(Dataset entries)
'''
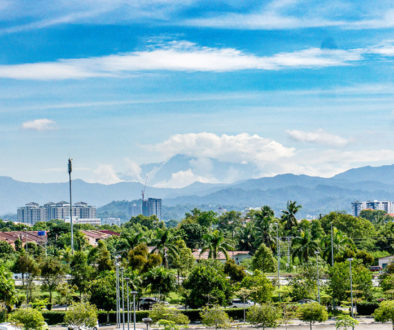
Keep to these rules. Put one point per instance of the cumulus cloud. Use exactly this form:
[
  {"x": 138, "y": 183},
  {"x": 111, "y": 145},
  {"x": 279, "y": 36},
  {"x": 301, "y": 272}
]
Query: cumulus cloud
[
  {"x": 229, "y": 148},
  {"x": 184, "y": 178},
  {"x": 318, "y": 137},
  {"x": 178, "y": 56},
  {"x": 105, "y": 174},
  {"x": 43, "y": 124}
]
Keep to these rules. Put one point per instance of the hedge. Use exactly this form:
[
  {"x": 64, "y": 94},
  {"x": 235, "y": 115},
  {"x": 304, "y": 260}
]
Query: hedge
[
  {"x": 366, "y": 308},
  {"x": 57, "y": 317}
]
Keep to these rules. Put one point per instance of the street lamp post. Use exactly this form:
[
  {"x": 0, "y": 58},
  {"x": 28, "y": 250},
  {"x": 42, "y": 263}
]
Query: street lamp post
[
  {"x": 134, "y": 293},
  {"x": 121, "y": 271},
  {"x": 351, "y": 284},
  {"x": 128, "y": 303},
  {"x": 70, "y": 168},
  {"x": 318, "y": 280}
]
'''
What you have to do
Above are several records. Count the lines among them that contain "form" and give only the total.

Finished task
3